• WHAT YOU ARE ASKED TO DO
Take the line that has "Annotate each instance of the white shed" in it and every line after it to the end of the entries, and reproduce them exactly.

● ● ● ● ● ● ●

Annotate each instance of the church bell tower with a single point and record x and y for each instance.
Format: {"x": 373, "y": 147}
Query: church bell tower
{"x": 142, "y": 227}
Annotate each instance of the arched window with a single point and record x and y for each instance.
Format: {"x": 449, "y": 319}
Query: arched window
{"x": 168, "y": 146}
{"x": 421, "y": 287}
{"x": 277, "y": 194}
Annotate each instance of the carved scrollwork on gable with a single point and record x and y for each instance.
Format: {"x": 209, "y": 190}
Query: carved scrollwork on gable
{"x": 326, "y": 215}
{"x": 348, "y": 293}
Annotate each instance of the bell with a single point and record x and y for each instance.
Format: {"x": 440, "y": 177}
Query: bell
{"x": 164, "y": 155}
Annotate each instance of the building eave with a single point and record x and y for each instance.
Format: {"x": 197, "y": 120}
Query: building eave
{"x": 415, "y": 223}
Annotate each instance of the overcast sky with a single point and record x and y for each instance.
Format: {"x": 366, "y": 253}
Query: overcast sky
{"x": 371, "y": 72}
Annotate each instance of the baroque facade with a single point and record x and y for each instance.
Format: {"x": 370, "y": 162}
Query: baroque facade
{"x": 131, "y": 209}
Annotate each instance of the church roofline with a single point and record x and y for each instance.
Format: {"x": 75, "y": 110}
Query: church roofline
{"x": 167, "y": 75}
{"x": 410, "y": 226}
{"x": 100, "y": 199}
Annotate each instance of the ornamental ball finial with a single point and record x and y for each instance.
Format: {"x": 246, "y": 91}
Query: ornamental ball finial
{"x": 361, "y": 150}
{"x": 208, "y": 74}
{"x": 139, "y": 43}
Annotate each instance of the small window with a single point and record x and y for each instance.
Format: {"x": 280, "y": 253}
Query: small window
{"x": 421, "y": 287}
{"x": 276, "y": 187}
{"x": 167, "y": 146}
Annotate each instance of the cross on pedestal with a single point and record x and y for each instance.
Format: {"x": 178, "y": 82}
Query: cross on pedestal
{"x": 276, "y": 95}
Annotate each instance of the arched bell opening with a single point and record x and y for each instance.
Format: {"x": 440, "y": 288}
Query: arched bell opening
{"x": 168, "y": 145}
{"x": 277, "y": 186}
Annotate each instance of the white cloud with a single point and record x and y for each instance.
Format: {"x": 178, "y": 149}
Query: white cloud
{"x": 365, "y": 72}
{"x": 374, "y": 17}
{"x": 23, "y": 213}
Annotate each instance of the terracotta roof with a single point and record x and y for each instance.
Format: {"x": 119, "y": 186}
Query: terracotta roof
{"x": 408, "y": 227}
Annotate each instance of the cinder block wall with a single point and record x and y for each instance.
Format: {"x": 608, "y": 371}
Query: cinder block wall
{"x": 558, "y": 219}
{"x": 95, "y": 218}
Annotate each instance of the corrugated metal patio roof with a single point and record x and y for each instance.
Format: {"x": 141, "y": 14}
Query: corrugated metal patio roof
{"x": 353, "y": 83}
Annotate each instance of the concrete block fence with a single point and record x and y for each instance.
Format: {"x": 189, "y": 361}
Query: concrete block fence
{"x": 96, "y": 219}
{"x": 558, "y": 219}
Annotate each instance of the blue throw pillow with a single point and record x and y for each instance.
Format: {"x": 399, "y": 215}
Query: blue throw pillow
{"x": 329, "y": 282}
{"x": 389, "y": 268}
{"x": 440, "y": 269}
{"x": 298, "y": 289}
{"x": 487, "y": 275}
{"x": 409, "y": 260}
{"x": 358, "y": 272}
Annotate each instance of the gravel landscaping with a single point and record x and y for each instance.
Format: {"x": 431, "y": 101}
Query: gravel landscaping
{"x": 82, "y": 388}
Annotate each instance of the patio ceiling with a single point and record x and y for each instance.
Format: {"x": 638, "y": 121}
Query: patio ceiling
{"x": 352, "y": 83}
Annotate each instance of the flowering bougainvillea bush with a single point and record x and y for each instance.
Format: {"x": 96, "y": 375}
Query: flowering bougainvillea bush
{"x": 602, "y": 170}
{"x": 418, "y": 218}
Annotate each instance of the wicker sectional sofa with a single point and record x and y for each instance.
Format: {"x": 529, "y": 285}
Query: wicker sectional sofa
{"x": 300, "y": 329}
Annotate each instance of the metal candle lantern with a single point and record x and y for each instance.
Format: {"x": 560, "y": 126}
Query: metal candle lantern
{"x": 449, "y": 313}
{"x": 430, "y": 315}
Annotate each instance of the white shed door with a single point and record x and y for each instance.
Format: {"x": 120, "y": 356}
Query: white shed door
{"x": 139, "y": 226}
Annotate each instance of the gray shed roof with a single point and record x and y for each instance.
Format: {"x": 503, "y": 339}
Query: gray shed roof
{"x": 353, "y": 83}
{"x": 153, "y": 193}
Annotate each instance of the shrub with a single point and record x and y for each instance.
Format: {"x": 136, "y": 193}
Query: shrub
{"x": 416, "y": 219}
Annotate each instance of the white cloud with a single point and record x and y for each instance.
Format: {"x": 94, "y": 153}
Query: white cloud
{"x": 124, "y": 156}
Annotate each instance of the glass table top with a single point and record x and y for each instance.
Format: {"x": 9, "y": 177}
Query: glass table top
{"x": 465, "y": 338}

● ● ● ● ● ● ●

• REPLY TO THE TASK
Annotate each instance of the white shed door with a single point and record x and y for each instance.
Format: {"x": 120, "y": 356}
Query: white shed door
{"x": 139, "y": 226}
Annotate each instance of the gray shed roof with a single point and record x and y for each instance.
Format: {"x": 503, "y": 339}
Query: gray shed roof
{"x": 353, "y": 83}
{"x": 153, "y": 193}
Annotate each instance of the shrub with a single point and record x and y for each instance.
Format: {"x": 136, "y": 193}
Query: shrub
{"x": 416, "y": 219}
Annotate each instance of the white cloud with a single point and record x and y for each instance.
Format: {"x": 94, "y": 153}
Query: white cloud
{"x": 124, "y": 156}
Annotate each instance of the glass table top with a single point and record x and y for each instance.
Format: {"x": 9, "y": 177}
Query: glass table top
{"x": 465, "y": 338}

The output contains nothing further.